■ **ARTICLE**:
• • • • • • •
Dewey rocketed to fame in 1935, when he was appointed special prosecutor in New York County (Manhattan) by Governor Herbert H. Lehman. A "runaway grand jury" had publicly complained that William C. Dodge, the District Attorney, was not aggressively pursuing the mob and political corruption. Lehman, to avoid charges of partisanship, asked four prominent Republicans to serve as special prosecutor. All four refused and recommended Dewey.[12]
Dewey moved ahead vigorously. He recruited a staff of over 60 assistants, investigators, process servers, stenographers, and clerks. New York Mayor Fiorello H. La Guardia assigned a picked squad of 63 police officers to Dewey's office.
Dewey's targets were organized racketeering: the large-scale criminal enterprises, especially extortion, the "numbers game", and prostitution. He pursued Tammany Hall leaders known for their ties to gangsters, such as James Joseph Hines.
One of his biggest prizes was gangster Dutch Schultz, whom he had battled as both a federal and state prosecutor. Schultz's first trial ended in a deadlock; prior to his second trial, Schultz had the venue moved to Malone, New York, then moved there and garnered the sympathy of the townspeople through charitable acts so that when it came time for his trial, the jury found him innocent, liking him too much to convict him.[11]
Dewey and La Guardia threatened Schultz with instant arrest and further charges. Schultz now proposed to murder Dewey. Dewey would be killed while he made his daily morning call to his office from a pay phone near his home.[11] However, New York crime boss Lucky Luciano and the "Mafia Commission" decided that Dewey's murder would provoke an all-out crackdown. Instead they had Schultz killed.[11]
Dewey next turned his attention to Luciano. Dewey raided 80 houses of prostitution in the New York City area and arrested hundreds of prostitutes and "madams". Many of the prostitutes — some of whom told of being beaten and abused by Mafia thugs — were willing to testify to avoid prison time. Three implicated Luciano as controller of organized prostitution in the New York/New Jersey area — one of the largest prostitution rings in American history.[11] In the greatest victory of his legal career, Dewey won the conviction of Luciano for the prostitution racket, with a sentence of 30 to 50 years.[13]
However, Dewey did more than simply prosecute gangsters. In 1936 Dewey helped indict and convict Richard Whitney, the former president of the New York Stock Exchange, for embezzlement. Dewey also led efforts to protect dockworkers and poultry farmers and workers from racketeering in New York.[14] In 1936 Dewey received The Hundred Year Association of New York's Gold Medal Award "in recognition of outstanding contributions to the City of New York". In 1939 Dewey prosecuted American Nazi leader Fritz Julius Kuhn for embezzlement, crippling Kuhn's organization and limiting its ability to support Nazi Germany in World War II.
• • • • • • •
■ **WHAT IS EXPECTED**:
Continue the passage on Dewey's career as a New York prosecutor, starting after its last sentence.

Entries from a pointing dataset
• • • • • • •
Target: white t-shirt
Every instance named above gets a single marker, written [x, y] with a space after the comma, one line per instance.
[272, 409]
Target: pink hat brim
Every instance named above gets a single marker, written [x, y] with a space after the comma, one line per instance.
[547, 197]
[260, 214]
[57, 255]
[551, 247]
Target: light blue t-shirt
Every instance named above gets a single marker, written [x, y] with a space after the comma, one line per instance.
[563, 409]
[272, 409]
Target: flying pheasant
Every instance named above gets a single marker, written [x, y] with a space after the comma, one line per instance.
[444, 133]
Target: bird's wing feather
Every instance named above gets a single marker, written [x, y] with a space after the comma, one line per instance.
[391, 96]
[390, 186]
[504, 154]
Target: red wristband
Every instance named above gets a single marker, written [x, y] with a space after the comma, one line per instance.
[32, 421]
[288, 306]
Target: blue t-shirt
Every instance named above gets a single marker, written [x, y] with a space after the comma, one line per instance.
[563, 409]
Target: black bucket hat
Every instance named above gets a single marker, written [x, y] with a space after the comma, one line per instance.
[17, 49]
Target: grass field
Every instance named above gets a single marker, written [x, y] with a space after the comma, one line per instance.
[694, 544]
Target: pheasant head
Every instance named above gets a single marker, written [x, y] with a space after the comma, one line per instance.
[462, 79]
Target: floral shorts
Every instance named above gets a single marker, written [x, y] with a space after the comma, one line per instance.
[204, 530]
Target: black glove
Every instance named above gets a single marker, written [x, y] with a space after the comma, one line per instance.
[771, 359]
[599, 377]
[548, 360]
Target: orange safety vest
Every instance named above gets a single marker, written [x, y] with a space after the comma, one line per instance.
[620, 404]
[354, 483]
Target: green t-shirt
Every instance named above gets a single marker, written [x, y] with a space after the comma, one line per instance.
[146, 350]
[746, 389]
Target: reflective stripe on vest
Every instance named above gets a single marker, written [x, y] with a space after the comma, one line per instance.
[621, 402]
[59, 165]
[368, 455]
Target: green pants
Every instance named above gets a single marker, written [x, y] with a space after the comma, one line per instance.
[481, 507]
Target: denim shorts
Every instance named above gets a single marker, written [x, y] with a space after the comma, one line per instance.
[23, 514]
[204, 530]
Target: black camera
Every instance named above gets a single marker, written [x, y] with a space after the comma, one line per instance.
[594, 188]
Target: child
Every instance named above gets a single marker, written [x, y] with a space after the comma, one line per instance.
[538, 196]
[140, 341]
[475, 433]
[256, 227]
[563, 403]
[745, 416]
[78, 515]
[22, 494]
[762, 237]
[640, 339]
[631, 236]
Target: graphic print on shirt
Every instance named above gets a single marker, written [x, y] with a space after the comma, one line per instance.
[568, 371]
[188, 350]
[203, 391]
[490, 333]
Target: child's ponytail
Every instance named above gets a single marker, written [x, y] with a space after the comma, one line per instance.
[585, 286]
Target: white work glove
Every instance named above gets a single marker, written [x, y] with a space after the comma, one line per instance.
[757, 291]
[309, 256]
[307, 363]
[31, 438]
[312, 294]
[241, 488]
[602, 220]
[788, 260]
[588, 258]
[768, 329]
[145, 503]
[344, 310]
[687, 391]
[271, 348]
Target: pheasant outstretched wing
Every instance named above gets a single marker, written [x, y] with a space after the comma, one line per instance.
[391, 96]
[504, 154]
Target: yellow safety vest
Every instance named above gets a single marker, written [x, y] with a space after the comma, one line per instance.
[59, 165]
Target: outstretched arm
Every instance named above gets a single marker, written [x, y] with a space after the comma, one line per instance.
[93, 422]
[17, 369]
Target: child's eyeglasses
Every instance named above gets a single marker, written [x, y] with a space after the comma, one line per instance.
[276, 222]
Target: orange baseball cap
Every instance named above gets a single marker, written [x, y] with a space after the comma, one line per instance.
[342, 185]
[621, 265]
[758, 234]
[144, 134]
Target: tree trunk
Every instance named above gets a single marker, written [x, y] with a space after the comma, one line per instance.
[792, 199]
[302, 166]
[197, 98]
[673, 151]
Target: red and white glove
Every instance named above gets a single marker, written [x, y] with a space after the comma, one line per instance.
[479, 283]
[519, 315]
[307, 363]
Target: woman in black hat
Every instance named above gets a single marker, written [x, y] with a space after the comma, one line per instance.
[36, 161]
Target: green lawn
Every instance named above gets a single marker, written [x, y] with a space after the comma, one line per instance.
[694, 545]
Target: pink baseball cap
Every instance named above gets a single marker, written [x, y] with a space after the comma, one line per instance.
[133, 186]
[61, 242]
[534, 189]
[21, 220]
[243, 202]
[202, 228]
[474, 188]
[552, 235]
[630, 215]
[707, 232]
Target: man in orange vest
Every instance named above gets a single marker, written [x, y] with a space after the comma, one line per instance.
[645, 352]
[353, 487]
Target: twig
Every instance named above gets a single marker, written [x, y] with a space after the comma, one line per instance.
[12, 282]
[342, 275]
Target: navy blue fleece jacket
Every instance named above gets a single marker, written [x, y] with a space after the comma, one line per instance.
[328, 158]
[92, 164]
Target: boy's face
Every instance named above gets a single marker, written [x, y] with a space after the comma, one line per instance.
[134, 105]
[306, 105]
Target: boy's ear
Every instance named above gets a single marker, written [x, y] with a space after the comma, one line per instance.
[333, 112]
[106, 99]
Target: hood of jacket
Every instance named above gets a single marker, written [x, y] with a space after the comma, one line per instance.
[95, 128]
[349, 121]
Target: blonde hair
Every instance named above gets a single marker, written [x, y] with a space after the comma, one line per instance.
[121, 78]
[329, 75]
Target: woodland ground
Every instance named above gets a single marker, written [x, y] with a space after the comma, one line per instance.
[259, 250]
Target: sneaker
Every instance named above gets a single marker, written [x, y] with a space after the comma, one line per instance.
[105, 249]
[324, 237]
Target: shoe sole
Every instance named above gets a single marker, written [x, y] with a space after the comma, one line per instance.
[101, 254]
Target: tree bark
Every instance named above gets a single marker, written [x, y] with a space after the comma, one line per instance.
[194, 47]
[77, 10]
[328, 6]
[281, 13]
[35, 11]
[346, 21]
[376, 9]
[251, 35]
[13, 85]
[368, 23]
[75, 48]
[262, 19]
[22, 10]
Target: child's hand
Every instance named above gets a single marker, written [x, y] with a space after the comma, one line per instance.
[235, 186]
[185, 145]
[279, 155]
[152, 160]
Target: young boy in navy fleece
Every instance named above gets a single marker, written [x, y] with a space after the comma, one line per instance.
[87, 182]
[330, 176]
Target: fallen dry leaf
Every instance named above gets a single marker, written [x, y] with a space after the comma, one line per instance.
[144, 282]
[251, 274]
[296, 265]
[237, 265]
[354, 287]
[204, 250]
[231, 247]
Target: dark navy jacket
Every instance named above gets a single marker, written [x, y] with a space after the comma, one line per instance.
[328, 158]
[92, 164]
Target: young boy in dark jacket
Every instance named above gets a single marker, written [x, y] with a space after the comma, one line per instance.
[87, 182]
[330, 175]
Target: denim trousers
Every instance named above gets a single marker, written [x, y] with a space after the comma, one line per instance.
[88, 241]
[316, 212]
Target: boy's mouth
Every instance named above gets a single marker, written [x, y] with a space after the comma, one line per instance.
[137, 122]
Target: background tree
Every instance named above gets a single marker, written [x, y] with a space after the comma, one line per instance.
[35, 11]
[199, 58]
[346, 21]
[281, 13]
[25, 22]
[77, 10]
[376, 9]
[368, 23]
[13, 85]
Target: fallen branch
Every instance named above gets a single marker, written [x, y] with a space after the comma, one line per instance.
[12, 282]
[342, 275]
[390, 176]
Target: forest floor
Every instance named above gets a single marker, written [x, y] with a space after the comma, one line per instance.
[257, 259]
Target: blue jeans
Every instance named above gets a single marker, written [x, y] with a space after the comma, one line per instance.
• • • • • • •
■ **REPLY**:
Manhattan District Attorney

In 1937, Dewey was elected District Attorney of New York County (Manhattan), defeating the Democratic nominee after Dodge decided not to run for re-election. By the late 1930s Dewey's successful efforts against organized crime—and especially his conviction of Lucky Luciano—had turned him into a national celebrity. His nickname, the "Gangbuster", became the name of a popular radio serial based on his fight against the mob. Hollywood film studios even made several movies inspired by his exploits; Marked Woman starred Humphrey Bogart as a Dewey-like DA and Bette Davis as a "party girl" whose testimony helps convict the gang boss.[15]

Governor of New York

In 1938, Edwin Jaeckle, the New York Republican Party Chairman, selected Dewey to run, unsuccessfully, for Governor of New York against the popular Democratic incumbent, Herbert H. Lehman. Dewey was only 36 years old at the time. He based his campaign on his record as a famous prosecutor of organized-crime figures in New York City. Although he was defeated, Dewey's surprisingly strong showing against Lehman (he lost by only 1.4%) brought him national political attention and made him a frontrunner for the 1940 Republican presidential nomination.[16] Jaeckle was one of Dewey's top advisors and mentors for the remainder of his political career.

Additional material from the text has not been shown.